Task brief: Everything from the line containing "point_to marks one point per instance of the woman in" through the last line of the records must be returned verbatim, and nothing outside that range.

• • • •

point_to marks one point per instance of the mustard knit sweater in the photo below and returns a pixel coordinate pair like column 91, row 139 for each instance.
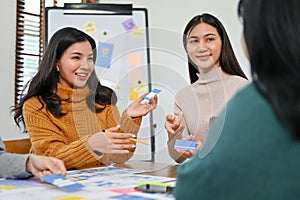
column 66, row 137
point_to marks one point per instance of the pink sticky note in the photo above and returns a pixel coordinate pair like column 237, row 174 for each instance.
column 134, row 75
column 134, row 59
column 123, row 190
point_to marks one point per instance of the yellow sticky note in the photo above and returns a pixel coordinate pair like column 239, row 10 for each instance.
column 90, row 28
column 7, row 187
column 133, row 95
column 138, row 33
column 70, row 198
column 134, row 75
column 134, row 59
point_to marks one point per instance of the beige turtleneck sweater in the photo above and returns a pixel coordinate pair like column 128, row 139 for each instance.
column 66, row 137
column 201, row 102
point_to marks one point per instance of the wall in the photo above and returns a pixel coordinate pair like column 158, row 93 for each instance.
column 167, row 20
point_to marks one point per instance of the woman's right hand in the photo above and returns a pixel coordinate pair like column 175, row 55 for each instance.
column 173, row 124
column 111, row 141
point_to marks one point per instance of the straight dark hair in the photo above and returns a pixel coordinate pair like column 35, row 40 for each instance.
column 271, row 30
column 228, row 61
column 46, row 79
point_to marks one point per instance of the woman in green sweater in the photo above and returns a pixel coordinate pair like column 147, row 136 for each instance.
column 252, row 150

• • • •

Response:
point_to marks one point per instance of the woman in green sweater in the photo above and returns a pixel coordinate pair like column 147, row 136 for each instance.
column 252, row 150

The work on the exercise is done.